Format the data below as a JSON list of strings, with one string for each line and no entries for blank lines.

:: RECORDS SHOWN ::

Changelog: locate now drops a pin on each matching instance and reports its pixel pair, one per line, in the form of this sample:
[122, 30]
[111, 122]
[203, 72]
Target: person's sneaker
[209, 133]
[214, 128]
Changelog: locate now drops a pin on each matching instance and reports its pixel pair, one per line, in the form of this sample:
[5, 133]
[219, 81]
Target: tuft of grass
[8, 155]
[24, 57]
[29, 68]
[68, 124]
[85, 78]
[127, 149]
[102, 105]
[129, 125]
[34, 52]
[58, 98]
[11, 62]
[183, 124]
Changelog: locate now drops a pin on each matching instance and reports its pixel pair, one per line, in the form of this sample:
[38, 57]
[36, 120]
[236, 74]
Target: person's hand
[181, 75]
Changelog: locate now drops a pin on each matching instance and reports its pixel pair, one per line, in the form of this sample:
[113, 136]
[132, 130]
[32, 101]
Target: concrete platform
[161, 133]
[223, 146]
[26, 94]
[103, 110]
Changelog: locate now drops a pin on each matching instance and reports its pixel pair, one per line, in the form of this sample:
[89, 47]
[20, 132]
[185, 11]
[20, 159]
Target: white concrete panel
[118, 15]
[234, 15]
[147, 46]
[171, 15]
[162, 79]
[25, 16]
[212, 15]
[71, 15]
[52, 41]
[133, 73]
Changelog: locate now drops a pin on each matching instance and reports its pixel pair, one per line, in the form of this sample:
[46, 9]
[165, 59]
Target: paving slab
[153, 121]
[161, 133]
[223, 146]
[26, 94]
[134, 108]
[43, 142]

:::

OUTPUT FOR THIS TASK
[
  "Changelog: locate now drops a pin on each matching instance and reports its pixel pair, one per line, in the form of this sample:",
  "[122, 30]",
  "[111, 122]",
  "[203, 72]",
  "Target: person's sneaker",
  "[209, 133]",
  "[214, 128]",
  "Changelog: locate now drops a pin on each matching instance and reports its pixel pair, one per line, in the form of this sample:",
  "[5, 133]",
  "[219, 81]",
  "Target: tuft of grass",
  "[8, 155]",
  "[24, 57]",
  "[29, 68]",
  "[68, 124]",
  "[85, 78]",
  "[127, 149]",
  "[102, 105]",
  "[129, 125]",
  "[34, 52]",
  "[58, 98]",
  "[11, 62]",
  "[183, 124]",
  "Changelog: locate now drops a pin on each matching instance and reports its pixel pair, one per line, in the form of this sample:",
  "[38, 57]",
  "[36, 120]",
  "[236, 74]",
  "Target: person's hand",
  "[181, 75]",
  "Changelog: locate now drops a pin on each matching instance and reports its pixel pair, one per line, in the form of this sample:",
  "[113, 136]",
  "[132, 130]",
  "[32, 101]",
  "Target: concrete platform",
  "[161, 133]",
  "[223, 146]",
  "[26, 94]",
  "[103, 110]",
  "Changelog: locate now drops a pin on each matching instance and reports its pixel pair, one per line, in the form of this sample:",
  "[89, 47]",
  "[20, 132]",
  "[185, 11]",
  "[20, 159]",
  "Target: white concrete panel",
  "[118, 15]",
  "[234, 15]",
  "[147, 46]",
  "[171, 15]",
  "[162, 79]",
  "[25, 16]",
  "[212, 15]",
  "[71, 15]",
  "[52, 41]",
  "[133, 73]",
  "Changelog: locate now drops a pin on each matching instance and reports its pixel pair, one per line, in the form of this sample:",
  "[46, 9]",
  "[165, 59]",
  "Target: paving slab",
  "[153, 121]",
  "[161, 133]",
  "[223, 146]",
  "[26, 94]",
  "[134, 108]",
  "[43, 142]"
]